> Aim of the task:
Every entry below must be repeated exactly; skip the pictures.
─── Material provided
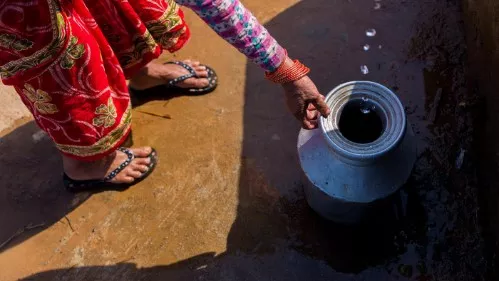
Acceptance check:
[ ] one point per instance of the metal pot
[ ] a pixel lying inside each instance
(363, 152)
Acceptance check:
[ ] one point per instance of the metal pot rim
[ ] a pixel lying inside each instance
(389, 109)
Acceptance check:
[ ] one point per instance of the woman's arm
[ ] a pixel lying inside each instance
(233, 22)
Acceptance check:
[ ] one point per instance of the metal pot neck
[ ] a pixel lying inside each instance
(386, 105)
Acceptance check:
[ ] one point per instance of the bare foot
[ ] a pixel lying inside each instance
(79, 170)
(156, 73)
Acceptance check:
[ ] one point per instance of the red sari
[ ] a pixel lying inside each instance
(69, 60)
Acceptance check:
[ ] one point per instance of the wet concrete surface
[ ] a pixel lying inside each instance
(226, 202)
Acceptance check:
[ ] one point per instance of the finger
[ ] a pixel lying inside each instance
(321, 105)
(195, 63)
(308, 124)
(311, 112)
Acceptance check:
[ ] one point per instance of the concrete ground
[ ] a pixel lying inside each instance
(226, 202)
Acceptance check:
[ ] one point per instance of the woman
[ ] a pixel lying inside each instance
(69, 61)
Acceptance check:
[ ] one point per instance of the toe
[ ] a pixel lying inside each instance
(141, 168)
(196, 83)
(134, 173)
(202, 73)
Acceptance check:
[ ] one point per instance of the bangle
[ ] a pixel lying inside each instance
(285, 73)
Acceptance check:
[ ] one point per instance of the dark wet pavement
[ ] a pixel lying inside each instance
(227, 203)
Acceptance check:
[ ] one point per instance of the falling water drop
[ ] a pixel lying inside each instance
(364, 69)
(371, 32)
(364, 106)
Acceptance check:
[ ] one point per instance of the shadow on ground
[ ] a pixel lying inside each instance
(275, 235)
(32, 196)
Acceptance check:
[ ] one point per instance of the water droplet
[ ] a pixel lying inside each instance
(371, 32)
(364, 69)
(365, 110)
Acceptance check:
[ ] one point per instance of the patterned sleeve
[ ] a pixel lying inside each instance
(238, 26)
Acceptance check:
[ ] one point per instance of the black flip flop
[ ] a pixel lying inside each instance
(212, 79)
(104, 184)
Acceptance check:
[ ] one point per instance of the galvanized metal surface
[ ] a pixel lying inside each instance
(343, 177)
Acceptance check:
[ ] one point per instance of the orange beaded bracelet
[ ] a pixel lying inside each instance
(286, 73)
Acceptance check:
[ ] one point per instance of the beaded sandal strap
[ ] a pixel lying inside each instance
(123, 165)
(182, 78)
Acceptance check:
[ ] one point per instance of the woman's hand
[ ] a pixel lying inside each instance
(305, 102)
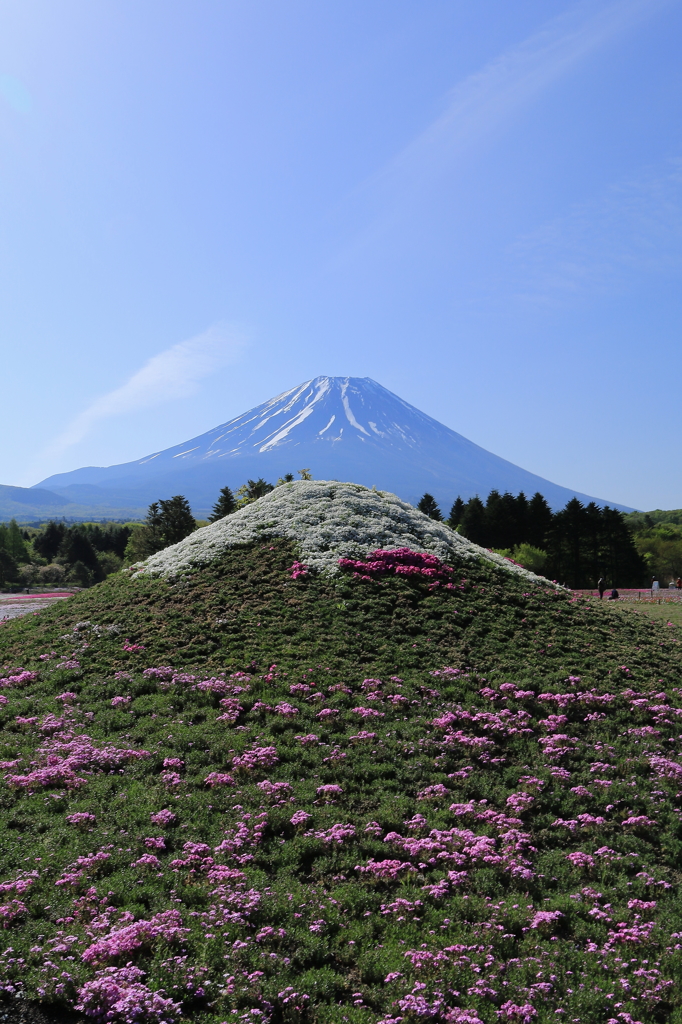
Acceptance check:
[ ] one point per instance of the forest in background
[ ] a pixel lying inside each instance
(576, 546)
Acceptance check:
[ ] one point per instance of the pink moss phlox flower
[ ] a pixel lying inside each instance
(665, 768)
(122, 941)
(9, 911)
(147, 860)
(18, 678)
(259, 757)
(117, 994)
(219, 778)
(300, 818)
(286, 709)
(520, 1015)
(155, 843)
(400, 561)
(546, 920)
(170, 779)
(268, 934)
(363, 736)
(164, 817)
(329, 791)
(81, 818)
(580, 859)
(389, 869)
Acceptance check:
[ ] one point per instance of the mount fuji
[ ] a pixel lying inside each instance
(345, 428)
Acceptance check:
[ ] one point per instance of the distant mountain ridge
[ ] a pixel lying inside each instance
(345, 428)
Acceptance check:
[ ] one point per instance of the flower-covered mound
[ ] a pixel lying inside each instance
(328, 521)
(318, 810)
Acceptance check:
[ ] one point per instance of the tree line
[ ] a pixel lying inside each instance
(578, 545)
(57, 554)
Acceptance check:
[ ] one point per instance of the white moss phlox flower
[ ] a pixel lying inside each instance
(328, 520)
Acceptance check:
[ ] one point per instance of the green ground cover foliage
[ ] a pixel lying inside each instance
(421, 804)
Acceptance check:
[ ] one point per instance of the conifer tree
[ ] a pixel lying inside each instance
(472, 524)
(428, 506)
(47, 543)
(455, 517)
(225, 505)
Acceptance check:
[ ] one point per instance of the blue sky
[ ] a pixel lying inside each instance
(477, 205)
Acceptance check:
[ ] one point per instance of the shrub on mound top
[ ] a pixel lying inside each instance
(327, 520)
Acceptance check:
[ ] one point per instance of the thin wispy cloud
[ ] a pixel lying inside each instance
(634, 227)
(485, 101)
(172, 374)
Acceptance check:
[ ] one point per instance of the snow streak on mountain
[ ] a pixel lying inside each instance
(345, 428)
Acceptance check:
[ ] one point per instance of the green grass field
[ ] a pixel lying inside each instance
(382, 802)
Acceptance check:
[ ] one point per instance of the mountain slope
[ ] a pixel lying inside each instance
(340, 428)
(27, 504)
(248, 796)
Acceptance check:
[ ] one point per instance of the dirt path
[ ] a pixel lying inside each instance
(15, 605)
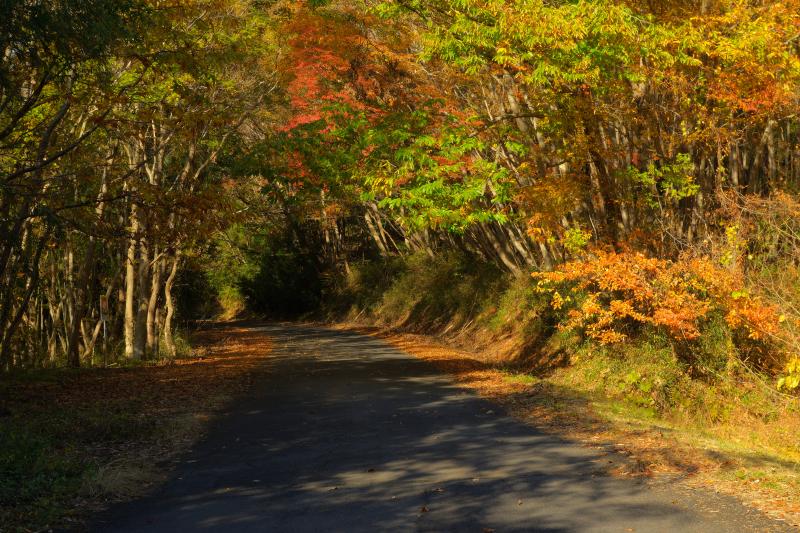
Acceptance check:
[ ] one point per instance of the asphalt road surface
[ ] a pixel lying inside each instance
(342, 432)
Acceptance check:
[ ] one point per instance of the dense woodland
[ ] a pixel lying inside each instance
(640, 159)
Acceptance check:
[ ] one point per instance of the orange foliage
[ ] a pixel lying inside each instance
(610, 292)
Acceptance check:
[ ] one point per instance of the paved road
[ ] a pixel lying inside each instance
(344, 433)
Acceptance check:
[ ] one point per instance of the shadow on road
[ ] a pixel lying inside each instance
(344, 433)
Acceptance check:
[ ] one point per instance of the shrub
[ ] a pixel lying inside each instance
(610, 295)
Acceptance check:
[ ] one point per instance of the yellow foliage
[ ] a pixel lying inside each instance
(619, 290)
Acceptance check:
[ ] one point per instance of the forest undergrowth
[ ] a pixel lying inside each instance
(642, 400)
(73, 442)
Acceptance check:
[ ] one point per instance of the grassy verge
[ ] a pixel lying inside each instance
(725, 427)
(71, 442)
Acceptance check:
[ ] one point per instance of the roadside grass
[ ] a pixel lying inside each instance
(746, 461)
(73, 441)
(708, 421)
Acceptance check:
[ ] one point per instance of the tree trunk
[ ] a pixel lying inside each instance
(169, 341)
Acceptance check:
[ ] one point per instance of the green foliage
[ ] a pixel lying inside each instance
──────
> Exercise solution:
Acceptance check:
[ ] one point per instance of the metal pot
[ ] a pixel lying inside each instance
(363, 152)
Acceptance check:
[ ] one point per instance of the metal pot rim
[ ] a pixel lying inside each instance
(389, 109)
Acceptance check:
[ ] one point per instance of the woman's arm
[ ] a pixel lying inside each instance
(233, 22)
Acceptance check:
[ ] one point per instance of the metal pot neck
[ ] a pixel lying inside each instance
(386, 105)
Acceptance check:
[ ] one point per instance of the bare foot
[ ] a pixel lying inside each instance
(79, 170)
(156, 73)
Acceptance check:
[ ] one point per instance of the red sari
[ ] a pixel lying inside each instance
(69, 60)
Acceptance check:
[ ] one point per instance of the wet concrete surface
[ ] a pixel lying inside each instance
(226, 202)
Acceptance check:
[ ] one point per instance of the finger
[ ] a pixel lying inside each instance
(321, 105)
(195, 63)
(308, 124)
(311, 112)
Acceptance check:
[ ] one point per instance of the concrete ground
[ ] a pixel lying inside each instance
(226, 202)
Acceptance check:
[ ] one point per instance of the woman
[ ] a pixel lying inside each instance
(69, 61)
Acceptance check:
[ ] one point per instance of the toe
[ ] a pixel lying inside each instance
(141, 168)
(196, 83)
(134, 173)
(202, 73)
Acceptance check:
[ ] one point per instance of the bangle
[ ] a pixel lying inside each instance
(285, 73)
Acceptance check:
[ ] one point per instance of the dark wet pavement
[ ] a pixel lying inside each instance
(227, 203)
Acceptance check:
[ ] one point per instance of the falling water drop
[ ] a pixel lying inside each instance
(364, 69)
(371, 32)
(364, 106)
Acceptance check:
[ ] one point per instance of the shadow on ground
[ ] a pixel lying inside each instance
(275, 235)
(32, 196)
Acceptance check:
[ ] one point per instance of the water droplet
[ ] a pixel lying inside each instance
(371, 32)
(364, 69)
(365, 110)
Acceptance check:
[ ] one point per instance of the patterned sleeve
[ ] a pixel lying inside each instance
(238, 26)
Acceptance check:
[ ] one point per instance of the black flip flop
[ ] a pixel lying inside each instance
(212, 79)
(104, 184)
Acceptance check:
[ ] one point per instance of the galvanized metal surface
[ ] a pixel lying inside each instance
(343, 177)
Acceptance check:
[ ] one point per instance of the orange beaded bracelet
[ ] a pixel lying inside each instance
(286, 73)
Acceptance check:
[ ] one point per instance of the beaded sandal strap
[ ] a pixel lying inside each instance
(123, 165)
(182, 78)
Acceptance check:
[ ] one point per instance of the woman's hand
[ ] a pixel lying inside each instance
(305, 102)
Acceptance check:
[ ] one point per instance of the forest in background
[ ] a pixel lying inside each instance
(576, 546)
Acceptance check:
[ ] one point per instance of the pink moss phlox flower
[ ] a pixel lying inside each instance
(665, 768)
(122, 941)
(9, 911)
(147, 860)
(18, 678)
(259, 757)
(117, 994)
(219, 778)
(300, 818)
(286, 709)
(520, 1015)
(155, 843)
(400, 561)
(546, 920)
(170, 779)
(268, 934)
(363, 736)
(164, 817)
(329, 791)
(81, 818)
(580, 859)
(389, 869)
Acceptance check:
[ ] one point per instance of the mount fuji
[ ] a pixel lying inside each instance
(345, 428)
Acceptance check:
[ ] one point per instance of the distant mountain ridge
[ ] a pixel lying inside each instance
(345, 428)
Acceptance check:
[ ] one point per instance of the flower-covered mound
[ ] a pixel lying inside each instance
(328, 521)
(318, 810)
Acceptance check:
[ ] one point per instance of the tree line
[ ] a pixel lying inside each instance
(578, 545)
(57, 554)
Acceptance check:
[ ] one point per instance of the white moss phlox flower
[ ] a pixel lying inside each instance
(328, 520)
Acceptance check:
[ ] one point per instance of the green ground cover foliage
[ ] a pixel lying inside each instance
(421, 804)
Acceptance check:
[ ] one point per instance of the conifer tree
[ ] a pixel lying inside each instance
(472, 524)
(428, 506)
(47, 543)
(455, 517)
(225, 505)
Acceptance check:
[ ] one point per instance of the blue sky
[ ] a pixel lying inside each instance
(477, 205)
Acceptance check:
[ ] one point per instance of the shrub on mound top
[ ] a pixel lying inside each instance
(327, 520)
Acceptance check:
[ ] one point per instance of the thin wispy cloud
[ ] a pixel lying inside each instance
(634, 227)
(485, 101)
(172, 374)
Acceptance check:
[ ] one point per instance of the snow streak on mountain
[ ] a pixel lying inside each instance
(345, 428)
Acceptance check:
[ ] one point per instance of the green grass field
[ ] a pixel lying inside each instance
(382, 802)
Acceptance check:
[ ] one point per instance of the mountain slope
[ ] a pixel lying inside each instance
(340, 428)
(27, 504)
(248, 796)
Acceptance check:
[ ] one point per instance of the dirt path
[ ] a pixel lying inside each instance
(15, 605)
Acceptance check:
[ ] one point per instance of the asphalt road surface
[ ] a pixel lying inside each instance
(342, 432)
Acceptance check:
[ ] one point per instance of the dense woodland
[ ] a pixel lying inside each instance
(640, 159)
Acceptance check:
[ ] one point per instance of the orange foliage
[ ] a pixel lying inside each instance
(610, 292)
Acceptance check:
[ ] one point per instance of the paved road
[ ] a pixel lying inside each instance
(344, 433)
Acceptance check:
[ ] one point per instance of the shadow on road
[ ] a pixel lying inside each instance
(344, 433)
Acceptance check:
[ ] one point per instance of the shrub
[ ] a pixel lying inside each instance
(610, 295)
Acceptance check:
[ ] one point per instance of the yellow foliage
[ ] a pixel lying inside each instance
(619, 290)
Acceptance check:
[ ] one point per instance of the forest undergrowth
[ ] a pixel lying inside each instance
(642, 400)
(73, 442)
Acceptance check:
[ ] one point per instance of the grassy verge
[ ] a pixel lying inside each instance
(725, 427)
(71, 442)
Acceptance check:
[ ] one point per instance of the roadside grass
[ ] a pixel lying inside each instance
(746, 461)
(73, 441)
(708, 421)
Acceptance check:
[ ] one point per instance of the tree trunk
[ ] a pixel lying inside each instance
(169, 341)
Acceptance check:
[ ] one point per instance of the green foliage
[ ] a pixel lying inside each instance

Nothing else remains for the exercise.